== TEXTO FORNECIDO ==
++++++

Por cerca de cinco anos, entre 2012 e 2017, o norueguês Jon Fosse voltou-se para um desafio ambicioso: depois de escrever mais de trinta peças teatrais e de se estabelecer como um dos dramaturgos mais populares do mundo, o autor de 66 anos adotou uma vida reclusa e decidiu que era o momento de se debruçar novamente sobre os romances de prosa lenta. Desse impulso intuitivo nasceu sua cultuada Heptalogia, obra-prima que redefiniu a carreira do escritor e consolidou seu estilo poético, com digressões longuíssimas, como uma das produções mais interessantes da literatura atual. A consagração absoluta veio em 2023, quando Fosse foi laureado com o Nobel de Literatura.

Com lançamento agora no Brasil pela editora Fósforo, a obra é símbolo de uma literatura dedicada, que desafia os autores a empreender cruzadas introspectivas e experimentações linguísticas em busca da ambição estilística. Entram nessa leva outras empreitadas de autores também chancelados com o Nobel, como Os Livros de Jacó (2014), da polonesa Olga Tokarczuk, com quase 1 000 páginas, e o mais curto, mas vigoroso, Sátántangó (1985), de 232 páginas, do húngaro László Krasznahorkai, que levou o prêmio em 2025.

HEPTALOGIA, de Jon Fosse (tradução de Leonardo Pinto Silva; Fósforo; 688 páginas; R$ 149,90 e R$ 104,90 em e-book)
HEPTALOGIA, de Jon Fosse (tradução de Leonardo Pinto Silva; Fósforo; 688 páginas; R$ 149,90 e R$ 104,90 em e-book)./.

Não é de hoje, claro, que grandes autores se embrenham em tours de force capazes de alçá-los ao Olimpo da escrita. Clássico da literatura francesa, Os Miseráveis (1862) exigiu de Victor Hugo dezessete anos de dedicação para ser concluído, e conta com edições de mais de 1 500 páginas. No início do século XX, o irlandês James Joyce viveu em quatro países, enfrentou cirurgias oculares e registrou suas ideias no que encontrasse pela frente antes de transferi-las para os cadernos que moldaram o monumental Ulisses (1920), que levou sete anos para ser concluído.

++++++

== REGISTROS EXTRAÍDOS ==

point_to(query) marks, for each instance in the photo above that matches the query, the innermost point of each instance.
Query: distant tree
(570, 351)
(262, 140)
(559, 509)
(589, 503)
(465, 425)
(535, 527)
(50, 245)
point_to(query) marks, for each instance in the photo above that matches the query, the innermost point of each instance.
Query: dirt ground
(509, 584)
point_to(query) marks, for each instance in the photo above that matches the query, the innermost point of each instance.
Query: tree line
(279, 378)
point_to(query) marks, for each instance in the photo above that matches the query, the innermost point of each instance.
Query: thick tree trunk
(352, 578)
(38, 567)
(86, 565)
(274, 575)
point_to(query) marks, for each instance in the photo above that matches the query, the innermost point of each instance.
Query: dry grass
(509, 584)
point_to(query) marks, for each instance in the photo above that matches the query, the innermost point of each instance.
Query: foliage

++++++

== TAREFAS A FAZER ==
• 1. Pode transcrever, do texto sobre a Heptalogia de Jon Fosse, o trecho que começa em "Com lançamento agora" e termina em "prêmio em 2025."?
• 2. Consegue retomar o texto sobre a Heptalogia de Jon Fosse e dar-lhe seguimento a partir do ponto em que ele termina?

== RESULTADOS FINAIS ==
• 1.
Com lançamento agora no Brasil pela editora Fósforo, a obra é símbolo de uma literatura dedicada, que desafia os autores a empreender cruzadas introspectivas e experimentações linguísticas em busca da ambição estilística. Entram nessa leva outras empreitadas de autores também chancelados com o Nobel, como Os Livros de Jacó (2014), da polonesa Olga Tokarczuk, com quase 1 000 páginas, e o mais curto, mas vigoroso, Sátántangó (1985), de 232 páginas, do húngaro László Krasznahorkai, que levou o prêmio em 2025.

• 2.
Os autores de hoje mantêm viva, a seu modo, essa antiga tradição. Escrita em sete partes, cada qual representando um dia da semana, a Heptalogia de Fosse acompanha os monólogos internos de Asles, pintor que vive a viuvez numa área isolada da Noruega, com apenas dois amigos. Em paralelo apresenta-se um outro Asles: um doppelgänger (termo alemão que designa o duplo ou sósias de uma pessoa) que transita entre o alcoolismo e a vida artística na cidade de Bergen. Por meio das nuances dos personagens, o autor estabelece uma narrativa que rompe as linhas temporais, funcionando como um fluxo de pensamento, no qual os períodos se estendem por diversas páginas sem um único ponto final para interromper digressões sobre a vida, a morte e a fé. O texto foi escrito originalmente em uma variante moderna do norueguês ligada à tradição oral. “Ele tem essa capacidade de manifestar na escrita coisas que a gente não consegue falar. Isso fica evidente na Heptalogia”, diz o tradutor brasileiro Leonardo Pinto Silva. O escritor certa vez revelou a ele, aliás, que nunca teria conseguido se dedicar a uma obra da mesma ambição com o assédio após o Nobel.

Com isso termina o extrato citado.